Rewrite the lines of these entries as a numbered list, leaving out any blank lines.

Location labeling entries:
++++++++++++++++++++
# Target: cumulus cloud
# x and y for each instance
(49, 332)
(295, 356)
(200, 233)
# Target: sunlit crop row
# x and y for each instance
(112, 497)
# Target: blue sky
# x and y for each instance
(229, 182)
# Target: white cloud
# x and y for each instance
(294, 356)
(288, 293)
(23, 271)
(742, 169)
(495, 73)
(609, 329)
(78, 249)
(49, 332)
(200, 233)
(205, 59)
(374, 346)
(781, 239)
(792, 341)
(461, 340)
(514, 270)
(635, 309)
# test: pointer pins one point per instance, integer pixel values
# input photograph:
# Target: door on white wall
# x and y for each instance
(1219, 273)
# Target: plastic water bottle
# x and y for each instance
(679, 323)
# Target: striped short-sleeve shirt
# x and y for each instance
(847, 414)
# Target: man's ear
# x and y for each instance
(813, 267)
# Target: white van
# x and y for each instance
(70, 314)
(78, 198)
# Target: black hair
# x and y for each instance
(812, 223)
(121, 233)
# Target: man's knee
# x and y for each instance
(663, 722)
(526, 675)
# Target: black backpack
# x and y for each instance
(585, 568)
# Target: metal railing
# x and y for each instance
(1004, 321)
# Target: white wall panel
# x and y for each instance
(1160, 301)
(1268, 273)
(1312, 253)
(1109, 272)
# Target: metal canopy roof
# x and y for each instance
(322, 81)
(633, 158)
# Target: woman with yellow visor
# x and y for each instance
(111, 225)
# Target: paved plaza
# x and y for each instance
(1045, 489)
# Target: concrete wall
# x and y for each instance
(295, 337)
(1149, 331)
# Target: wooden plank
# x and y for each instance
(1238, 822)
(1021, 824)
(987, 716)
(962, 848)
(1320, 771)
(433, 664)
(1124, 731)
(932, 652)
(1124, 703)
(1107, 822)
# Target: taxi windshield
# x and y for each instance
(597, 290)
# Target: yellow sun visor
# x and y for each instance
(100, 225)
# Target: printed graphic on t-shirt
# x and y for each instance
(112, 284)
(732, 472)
++++++++++++++++++++
*Correct output:*
1. # Target: cumulus cloud
2. # x and y for each instance
3. (49, 332)
4. (295, 356)
5. (200, 233)
6. # Target: sunlit crop row
7. # x and y for each instance
8. (112, 497)
9. # Target: blue sky
10. # x and y for each instance
11. (229, 182)
12. # Target: white cloud
13. # x and y for each instance
14. (294, 356)
15. (288, 293)
16. (23, 271)
17. (742, 169)
18. (495, 73)
19. (609, 329)
20. (78, 249)
21. (49, 332)
22. (200, 233)
23. (205, 59)
24. (374, 346)
25. (781, 239)
26. (792, 341)
27. (461, 340)
28. (514, 270)
29. (635, 309)
30. # test: pointer pins one point per instance, integer pixel values
31. # input photograph:
32. # Target: door on white wall
33. # x and y for each instance
34. (1219, 273)
35. # Target: plastic water bottle
36. # x and y for each instance
37. (679, 323)
38. # Target: striped short-sleeve shirt
39. # x and y for each instance
40. (847, 414)
41. # Target: man's ear
42. # x and y for each instance
43. (813, 267)
44. # Target: white van
45. # x and y for each instance
46. (70, 314)
47. (78, 198)
48. # Target: black hair
49. # x and y for each instance
50. (812, 223)
51. (121, 233)
52. # Target: man's knee
53. # x and y for each instance
54. (663, 722)
55. (526, 675)
56. # Target: black backpack
57. # x and y for each instance
58. (585, 568)
59. # Target: metal railing
60. # x and y for each instance
61. (1004, 321)
62. # Target: white wall panel
63. # x and y for each instance
64. (1160, 301)
65. (1268, 273)
66. (1312, 253)
67. (1109, 272)
68. # Target: metal canopy roof
69. # x and y for each instance
70. (322, 81)
71. (633, 158)
72. # Target: woman with yellow visor
73. # x and y for each instance
74. (111, 225)
75. # Target: paved plaza
76. # x and y for each instance
77. (1045, 489)
78. # Target: concrete wall
79. # x and y for each instance
80. (295, 337)
81. (1149, 331)
82. # Target: wooden plank
83. # x and y for each instance
84. (1238, 822)
85. (1021, 824)
86. (987, 716)
87. (962, 848)
88. (1320, 771)
89. (433, 664)
90. (1124, 731)
91. (932, 652)
92. (1124, 703)
93. (1107, 822)
94. # Target: taxi windshield
95. # x and y for each instance
96. (597, 290)
97. # Target: yellow sun visor
98. # x and y for each instance
99. (100, 225)
100. # Target: printed graphic on t-shirt
101. # x and y for each instance
102. (112, 284)
103. (732, 472)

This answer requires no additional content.